*Document source*:
★ ★ ★ ★ ★

Accord Russie-Ukraine sur le gaz : une trêve temporaire ?

Posté le par La rédaction dans Énergie

[Traduction d'un article du New York Times, 1er Nov 2014]

Un accord conclu le 30 octobre dernier pour redémarrer la fourniture de gaz naturel russe à l'Ukraine assurera le chauffage des foyers cet hiver, mais ne résout pas la féroce bataille de longue date sur les prix de l'énergie qui reprendra probablement en début d'année prochaine, voire même plus tôt, ont dit les analystes.

Plus fondamental, l’acceptation à contrecœur de cet accord n’a pas signé la fin imminente d’une dispute politique plus profonde sur l’est de l’Ukraine. Cette impasse a entraîné la Russie et l’Occident dans leur conflit le plus dangereux depuis la Guerre Froide et a engendré la violence la plus sanglante en Europe depuis les conflits balkaniques des années 1990.

L’accord a été conclu après que l’Europe a négocié le payement de plus de 3 milliards de dollars d’arriérés de factures à Gazprom, le géant de l’énergie contrôlé par le Kremlin – et après que les deux côtés se sont inclinés devant les réalités financières.

« Ce que j’entends, c’est : ‘OK, si c’est pour amener du gaz a Kiev, nous sommes prêts à certains arrangements temporaires’ et le mot-clef des deux côtés semble être ‘temporaire’ » a dit Thane Gustafson, professeur en Science politique à l’université de Georgetown, dans une interview recueillie le 31 octobre à l’université d’Ottawa où il était venu assister à une importante conférence académique sur l’Ukraine.

La Russie fait présentement face à quantité de problèmes économiques, provenant du double pétrin financier des prix abaissés du pétrole et des sanctions économiques de l’Ouest. L’Ukraine, en dépit d’efforts frénétiques, n’est pas parvenue à rassembler suffisamment d’approvisionnements alternatifs pour couvrir ses besoins en gaz pour l’hiver. 

Il semble en outre que chaque côté ait été poussé de force vers un accord temporaire par l’Union européenne, laquelle avait pris ses propres mesures de précaution au cas ou la dispute se serait aggravée et ou l’approvisionnement russe aurait été coupé. La Russie avait en effet fermé les vannes au cours de disputes précédentes en 2006 et 2009, laissant certains foyers d’Europe dans le froid et forçant le rationnement des entreprises.

★ ★ ★ ★ ★

*Matériel fourni*:
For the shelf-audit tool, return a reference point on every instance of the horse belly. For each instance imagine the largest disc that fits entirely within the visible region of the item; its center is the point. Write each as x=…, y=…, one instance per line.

★ ★ ★ ★ ★

*Consignes*:
- a) D'après l'article sur l'accord gazier entre la Russie et l'Ukraine, quel montant d'arriérés de factures dus à Gazprom l'Europe a-t-elle négocié ?
- b) Rédigez la suite de l'article sur l'accord gazier entre la Russie et l'Ukraine, à partir de sa dernière phrase.
Le matériel fourni n'est pas utile ici.

*Réponses*:
- a) Plus de 3 milliards de dollars.

- b)
Après que la Russie a coupé son approvisionnement vers l’Ukraine en juin et exigé un pré-payement pour toute livraison future, les dirigeants européens ont constitué des réserves de gaz.

La réaction à Kiev et Moscou a renforcé le sentiment que cet accord ne revient finalement qu’à un répit dans la guerre du gaz, laquelle ne s’achèvera pas tant que les deux pays ne trouveront pas un arrangement politique au sujet de l’Ukraine de l’est.

Dans une interview 26 octobre, avant la conclusion de l’accord, le premier ministre de l’Ukraine, Arseni P. Iatseniouk, loin d’être un ami du Kremlin, a déclaré qu’il s’attendait à ce que les Russes pour finir coupent ou réduisent leurs livraisons de gaz après avoir eu leur argent.

« Mon sentiment est que la Russie répétera encore le même scenario de toujours, pour obtenir du liquide de l’Ukraine, et ensuite dira ‘vous savez, quelque chose a changé, et nous ne sommes pas prêts à fournir du gaz’ », a dit Iatseniouk.

Dans une déclaration après l’accord du 23 octobre, il a accusé la Russie de tentative de chantage sur l’Europe pour la faire abandonner un plan prévoyant que le gaz russe pourrait être acheminé en sens inverse, de la Slovaquie vers l’Ukraine, en cas de coupure.

Soulignant l’acrimonie de la situation politique globale, des officiels russes ont déclaré que non seulement on ne pouvait pas faire confiance a l’Ukraine pour payer ses dettes, mais qu’en fait, on pouvait s’attendre à ce que l’Ukraine vole une partie de l’approvisionnement russe vers l’Europe.

« C’est une énorme concession et une intention, d’abord et avant tout, de parvenir à un accord avec l’Union européenne et en partie de ne pas la laisser geler complètement » a déclaré à l’agence de presse RIA Novosti, Ivan Grachyov, président du comité énergie de la chambre basse du parlement russe. « Je pense que la Russie et l’UE ont compris que l’Ukraine siphonnerait le gaz illégalement de toute façon. Quoi qu’ils en disent, quand l’hiver les mettra aux abois, ils démarreront le siphonage sans autorisation. Cela, bien sûr, soulève des problèmes entre la Russie et l’Europe. »

Alexeï Miller, le directeur général de Gazprom, a dit que l’arrivée de l’hiver avait apparemment forcé le côté ukrainien à conclure l’accord du 23 octobre. Dans des interviews à la télévision russe, il a également noté que Gazprom n’avait pas donné son accord pour octroyer des crédits supplémentaires ou pour prendre de nouveaux risques par rapport à la situation financière de l’Ukraine, qui va en se dégradant.

« Le fait que l’accord a été signé maintenant, à la fin du mois d’octobre, au début de la saison automnale et hivernale, n’est pas une coïncidence », a dit Miller.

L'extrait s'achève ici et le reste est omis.